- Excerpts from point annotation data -
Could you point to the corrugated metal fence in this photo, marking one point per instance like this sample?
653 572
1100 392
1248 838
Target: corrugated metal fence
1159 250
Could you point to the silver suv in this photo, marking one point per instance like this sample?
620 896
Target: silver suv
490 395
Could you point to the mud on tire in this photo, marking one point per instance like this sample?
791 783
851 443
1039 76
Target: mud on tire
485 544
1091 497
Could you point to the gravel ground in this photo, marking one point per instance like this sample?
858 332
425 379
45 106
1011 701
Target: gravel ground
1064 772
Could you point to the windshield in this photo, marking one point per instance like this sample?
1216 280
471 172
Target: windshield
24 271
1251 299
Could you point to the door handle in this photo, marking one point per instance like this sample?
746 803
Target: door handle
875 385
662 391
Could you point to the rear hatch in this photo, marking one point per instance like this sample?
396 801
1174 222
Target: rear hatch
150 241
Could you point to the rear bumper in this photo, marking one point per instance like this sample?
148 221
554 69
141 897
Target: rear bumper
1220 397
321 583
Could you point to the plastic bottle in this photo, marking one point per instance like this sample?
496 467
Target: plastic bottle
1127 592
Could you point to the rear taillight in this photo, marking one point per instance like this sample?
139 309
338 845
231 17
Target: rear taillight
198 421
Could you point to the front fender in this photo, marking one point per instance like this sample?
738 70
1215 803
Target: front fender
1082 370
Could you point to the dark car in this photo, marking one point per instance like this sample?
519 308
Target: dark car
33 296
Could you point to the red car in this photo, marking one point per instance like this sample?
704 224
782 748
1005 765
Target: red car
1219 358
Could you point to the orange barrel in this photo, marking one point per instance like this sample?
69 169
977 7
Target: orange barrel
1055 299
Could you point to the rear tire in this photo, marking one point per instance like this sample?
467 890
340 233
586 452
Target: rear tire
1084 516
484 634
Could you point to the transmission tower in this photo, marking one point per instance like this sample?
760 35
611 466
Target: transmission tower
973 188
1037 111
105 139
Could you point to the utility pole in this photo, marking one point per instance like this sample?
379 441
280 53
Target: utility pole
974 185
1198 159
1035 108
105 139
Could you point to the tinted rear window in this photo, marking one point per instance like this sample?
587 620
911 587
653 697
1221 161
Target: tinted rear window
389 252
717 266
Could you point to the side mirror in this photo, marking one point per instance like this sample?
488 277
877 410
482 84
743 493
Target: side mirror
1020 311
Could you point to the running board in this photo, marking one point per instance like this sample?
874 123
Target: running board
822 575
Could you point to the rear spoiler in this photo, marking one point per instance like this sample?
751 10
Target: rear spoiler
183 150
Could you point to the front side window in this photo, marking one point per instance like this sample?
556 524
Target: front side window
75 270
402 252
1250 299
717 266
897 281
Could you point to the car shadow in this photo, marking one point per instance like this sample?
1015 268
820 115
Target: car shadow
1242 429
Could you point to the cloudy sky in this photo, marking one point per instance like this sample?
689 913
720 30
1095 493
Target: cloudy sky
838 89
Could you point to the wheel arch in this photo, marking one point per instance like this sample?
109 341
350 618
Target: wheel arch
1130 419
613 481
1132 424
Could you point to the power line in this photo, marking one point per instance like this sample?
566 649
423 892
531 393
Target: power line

- EXERCISE DESCRIPTION -
Starting from the line containing "Could you point to the side", repeat each line through the end of the entries, exactly.

- CORRECT RESULT -
Could you point to the side mirror in this photo, marking one point per instance like this sample?
488 277
877 410
482 84
743 493
Target: side mirror
1020 311
Could you point to the running board in this photo, marking one point per instance like this sample?
874 123
Target: running board
822 575
Could you point to the rear spoiler in this photo, marking one point per instance like this sample?
751 10
Target: rear spoiler
183 150
Could you point to the front side window in this photo, marking one point per instance like this sample?
556 524
Target: front side window
75 270
402 252
1250 299
717 266
897 281
Could you point to the car shadow in this photo, marking one point per instance like this sample?
1015 268
820 115
Target: car shadow
1242 429
Could you point to the cloudy sky in this photo, marking one point per instance like this sample?
689 913
720 30
1095 493
Target: cloudy sky
838 89
Could you point to the wheel arch in this photo, marking one point per instance like this sample?
109 341
350 618
Target: wheel arch
1130 419
613 481
1132 424
Could you point to the power line in this photo, marking one point per instance like this sample?
566 649
423 892
531 393
Target: power line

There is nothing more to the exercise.